Set task
Rewrite the items below, replacing "green leaf" with "yellow leaf" wherever it occurs and keeping everything else the same.

Labeled shape items
►

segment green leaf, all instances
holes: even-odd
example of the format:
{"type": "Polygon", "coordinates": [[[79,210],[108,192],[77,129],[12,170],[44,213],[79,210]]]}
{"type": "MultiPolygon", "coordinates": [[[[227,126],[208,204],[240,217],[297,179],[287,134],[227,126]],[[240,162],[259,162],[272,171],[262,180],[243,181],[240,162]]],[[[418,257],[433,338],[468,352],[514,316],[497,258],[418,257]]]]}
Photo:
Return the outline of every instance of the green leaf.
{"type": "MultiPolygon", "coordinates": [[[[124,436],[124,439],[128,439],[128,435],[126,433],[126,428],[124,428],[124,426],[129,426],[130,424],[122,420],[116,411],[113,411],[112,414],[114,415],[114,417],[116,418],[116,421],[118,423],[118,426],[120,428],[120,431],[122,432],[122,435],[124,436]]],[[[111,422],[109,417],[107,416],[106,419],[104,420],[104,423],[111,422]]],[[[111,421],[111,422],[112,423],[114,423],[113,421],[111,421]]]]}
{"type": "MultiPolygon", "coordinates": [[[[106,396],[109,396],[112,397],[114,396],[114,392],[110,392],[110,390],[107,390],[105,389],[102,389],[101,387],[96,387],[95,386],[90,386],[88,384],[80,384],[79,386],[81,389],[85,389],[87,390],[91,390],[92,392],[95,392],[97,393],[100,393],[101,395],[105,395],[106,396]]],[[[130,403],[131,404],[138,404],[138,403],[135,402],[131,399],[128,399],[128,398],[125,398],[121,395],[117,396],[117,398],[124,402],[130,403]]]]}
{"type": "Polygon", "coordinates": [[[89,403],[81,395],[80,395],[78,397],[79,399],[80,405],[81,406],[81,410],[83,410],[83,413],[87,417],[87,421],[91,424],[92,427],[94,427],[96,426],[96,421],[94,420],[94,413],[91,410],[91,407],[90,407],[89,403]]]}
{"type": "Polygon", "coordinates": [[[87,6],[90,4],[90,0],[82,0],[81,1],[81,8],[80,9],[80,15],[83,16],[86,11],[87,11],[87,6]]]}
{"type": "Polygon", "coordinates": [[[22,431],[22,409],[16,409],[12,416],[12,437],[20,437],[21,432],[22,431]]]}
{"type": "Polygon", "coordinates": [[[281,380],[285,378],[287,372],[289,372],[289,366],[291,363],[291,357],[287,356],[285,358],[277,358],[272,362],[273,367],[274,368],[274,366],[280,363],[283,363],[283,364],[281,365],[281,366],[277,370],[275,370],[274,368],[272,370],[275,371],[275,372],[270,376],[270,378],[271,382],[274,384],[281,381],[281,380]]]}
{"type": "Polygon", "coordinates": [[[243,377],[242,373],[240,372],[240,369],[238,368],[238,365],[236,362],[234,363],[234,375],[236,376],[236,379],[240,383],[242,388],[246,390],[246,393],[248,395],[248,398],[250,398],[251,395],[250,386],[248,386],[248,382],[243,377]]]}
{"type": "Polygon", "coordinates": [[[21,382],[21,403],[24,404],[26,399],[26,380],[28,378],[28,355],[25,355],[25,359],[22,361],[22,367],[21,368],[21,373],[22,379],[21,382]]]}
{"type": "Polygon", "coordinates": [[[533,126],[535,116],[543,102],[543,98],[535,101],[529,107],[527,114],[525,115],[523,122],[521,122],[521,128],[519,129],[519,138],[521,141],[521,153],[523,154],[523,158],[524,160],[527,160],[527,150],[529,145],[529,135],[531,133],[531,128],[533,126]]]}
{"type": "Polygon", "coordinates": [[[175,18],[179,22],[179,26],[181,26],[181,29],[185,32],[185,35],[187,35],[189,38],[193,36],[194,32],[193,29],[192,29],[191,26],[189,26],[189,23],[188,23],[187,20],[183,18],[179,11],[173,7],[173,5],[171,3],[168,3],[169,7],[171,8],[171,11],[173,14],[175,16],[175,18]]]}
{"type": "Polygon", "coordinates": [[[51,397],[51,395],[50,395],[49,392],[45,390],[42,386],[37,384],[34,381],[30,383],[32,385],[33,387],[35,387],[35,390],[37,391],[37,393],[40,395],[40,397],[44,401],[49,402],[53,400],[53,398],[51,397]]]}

◄

Full solution
segment yellow leaf, all instances
holes: even-odd
example of the format:
{"type": "Polygon", "coordinates": [[[79,210],[108,192],[77,129],[12,170],[44,213],[79,210]]]}
{"type": "MultiPolygon", "coordinates": [[[[227,126],[208,204],[240,217],[297,179],[287,134],[227,126]],[[240,162],[259,162],[272,171],[262,180],[243,181],[240,162]]],[[[418,257],[433,338],[468,352],[514,316],[497,258],[418,257]]]]}
Photo:
Return the outline of every instance of the yellow leaf.
{"type": "MultiPolygon", "coordinates": [[[[124,436],[124,439],[128,439],[128,435],[126,433],[126,428],[124,428],[124,426],[129,426],[130,424],[122,420],[116,411],[113,411],[112,414],[114,415],[114,417],[116,418],[116,421],[118,423],[118,426],[120,428],[120,431],[122,432],[122,435],[124,436]]],[[[111,422],[109,417],[107,416],[106,419],[104,420],[104,423],[111,422]]],[[[111,421],[111,422],[112,423],[114,423],[113,421],[111,421]]]]}
{"type": "MultiPolygon", "coordinates": [[[[106,396],[109,396],[112,397],[114,396],[114,392],[110,392],[110,390],[107,390],[105,389],[102,389],[101,387],[96,387],[95,386],[90,386],[88,384],[80,384],[79,386],[81,389],[85,389],[87,390],[91,390],[92,392],[95,392],[97,393],[100,393],[101,395],[105,395],[106,396]]],[[[130,403],[131,404],[138,404],[138,403],[135,402],[131,399],[128,399],[128,398],[125,398],[121,395],[117,396],[117,398],[124,402],[130,403]]]]}
{"type": "Polygon", "coordinates": [[[89,403],[81,395],[80,395],[78,397],[79,399],[80,405],[81,406],[81,410],[83,410],[83,413],[87,417],[87,421],[91,424],[92,427],[94,427],[96,426],[96,421],[94,420],[94,413],[91,410],[91,407],[90,407],[89,403]]]}
{"type": "Polygon", "coordinates": [[[87,6],[90,4],[90,0],[82,0],[81,1],[81,8],[80,9],[80,15],[83,16],[86,11],[87,11],[87,6]]]}
{"type": "Polygon", "coordinates": [[[22,431],[22,409],[16,409],[12,416],[12,437],[20,437],[21,432],[22,431]]]}
{"type": "Polygon", "coordinates": [[[281,380],[285,378],[287,372],[289,372],[289,366],[291,363],[291,357],[287,356],[285,358],[277,358],[272,362],[273,367],[274,368],[274,366],[280,363],[283,363],[283,364],[281,365],[281,366],[277,370],[275,370],[274,368],[272,370],[275,371],[275,372],[270,376],[270,378],[271,382],[274,384],[281,381],[281,380]]]}
{"type": "Polygon", "coordinates": [[[243,377],[242,373],[240,372],[240,369],[238,368],[238,365],[236,362],[234,363],[234,375],[236,376],[236,379],[240,383],[242,388],[246,390],[246,393],[248,395],[248,398],[250,398],[251,395],[250,386],[248,386],[248,382],[243,377]]]}
{"type": "Polygon", "coordinates": [[[21,382],[21,403],[24,404],[26,399],[26,380],[28,378],[28,355],[25,355],[25,359],[22,361],[22,367],[21,368],[21,373],[22,379],[21,382]]]}
{"type": "Polygon", "coordinates": [[[533,126],[535,116],[543,102],[543,98],[535,101],[529,107],[527,114],[525,115],[523,122],[521,122],[521,128],[519,129],[519,138],[521,141],[521,153],[523,154],[523,158],[524,160],[527,160],[527,150],[529,145],[529,135],[531,133],[531,128],[533,126]]]}
{"type": "Polygon", "coordinates": [[[175,18],[179,22],[179,26],[181,26],[181,29],[185,32],[185,35],[187,35],[189,38],[193,36],[194,32],[193,29],[192,29],[191,26],[189,26],[189,23],[188,23],[187,20],[183,18],[179,11],[173,7],[173,5],[171,3],[168,3],[169,7],[171,8],[171,11],[173,14],[175,16],[175,18]]]}
{"type": "Polygon", "coordinates": [[[51,397],[51,395],[50,395],[49,392],[45,390],[42,386],[37,384],[34,381],[30,383],[32,385],[33,387],[35,387],[35,390],[37,391],[37,393],[40,395],[40,397],[44,401],[49,402],[53,400],[53,398],[51,397]]]}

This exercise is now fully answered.